[Records from a collection]
····················
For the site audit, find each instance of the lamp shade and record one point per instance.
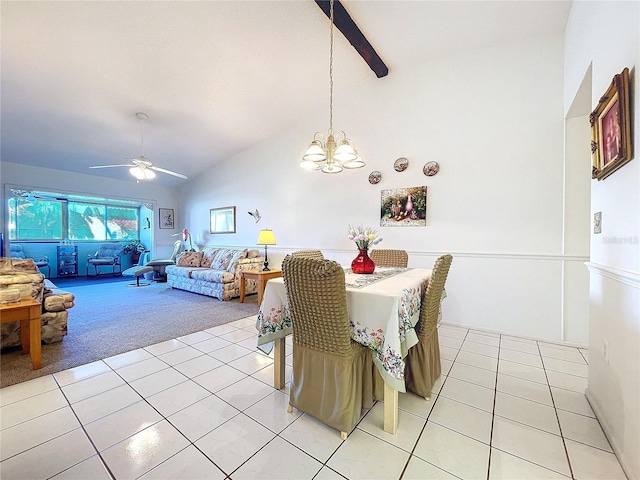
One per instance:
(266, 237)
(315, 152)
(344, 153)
····················
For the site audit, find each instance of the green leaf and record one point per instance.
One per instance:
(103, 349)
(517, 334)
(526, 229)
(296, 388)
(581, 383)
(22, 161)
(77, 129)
····················
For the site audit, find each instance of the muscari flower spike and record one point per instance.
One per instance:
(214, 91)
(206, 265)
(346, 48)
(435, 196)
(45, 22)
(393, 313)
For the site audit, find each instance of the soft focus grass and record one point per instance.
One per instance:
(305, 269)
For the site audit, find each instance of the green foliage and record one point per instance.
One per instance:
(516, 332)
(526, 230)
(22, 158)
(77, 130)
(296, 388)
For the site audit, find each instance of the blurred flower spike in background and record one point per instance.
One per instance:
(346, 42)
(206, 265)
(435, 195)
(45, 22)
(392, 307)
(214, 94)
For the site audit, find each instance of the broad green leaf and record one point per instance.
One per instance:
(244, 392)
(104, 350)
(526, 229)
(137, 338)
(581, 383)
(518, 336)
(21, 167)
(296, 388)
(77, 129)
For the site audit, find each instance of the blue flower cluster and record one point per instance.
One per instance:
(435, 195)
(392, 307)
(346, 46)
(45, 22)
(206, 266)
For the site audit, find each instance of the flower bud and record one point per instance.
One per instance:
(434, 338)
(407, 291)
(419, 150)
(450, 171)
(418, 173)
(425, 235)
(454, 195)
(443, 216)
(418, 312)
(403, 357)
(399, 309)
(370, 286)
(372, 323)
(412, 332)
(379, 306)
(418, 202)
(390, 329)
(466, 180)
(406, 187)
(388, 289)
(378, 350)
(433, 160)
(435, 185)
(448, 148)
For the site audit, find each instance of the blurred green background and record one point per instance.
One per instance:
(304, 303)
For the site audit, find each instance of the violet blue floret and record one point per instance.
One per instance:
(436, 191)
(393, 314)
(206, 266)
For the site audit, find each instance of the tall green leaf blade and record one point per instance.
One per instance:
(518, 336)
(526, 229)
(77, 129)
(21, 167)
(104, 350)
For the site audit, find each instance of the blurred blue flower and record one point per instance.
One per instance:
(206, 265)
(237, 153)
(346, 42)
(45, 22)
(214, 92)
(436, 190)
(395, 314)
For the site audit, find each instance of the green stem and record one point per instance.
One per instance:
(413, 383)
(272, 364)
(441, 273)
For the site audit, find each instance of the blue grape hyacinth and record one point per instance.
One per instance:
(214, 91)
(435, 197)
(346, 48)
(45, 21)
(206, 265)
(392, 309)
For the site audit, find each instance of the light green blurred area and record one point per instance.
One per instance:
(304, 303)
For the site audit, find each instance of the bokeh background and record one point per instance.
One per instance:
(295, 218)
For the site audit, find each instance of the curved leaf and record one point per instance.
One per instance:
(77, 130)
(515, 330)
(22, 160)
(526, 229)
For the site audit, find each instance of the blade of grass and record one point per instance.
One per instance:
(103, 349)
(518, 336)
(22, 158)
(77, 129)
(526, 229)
····················
* _Task goal_
Considering only lines of the records that hold the string "blurred", state how many there are and nothing else.

* _Output of the exercise_
4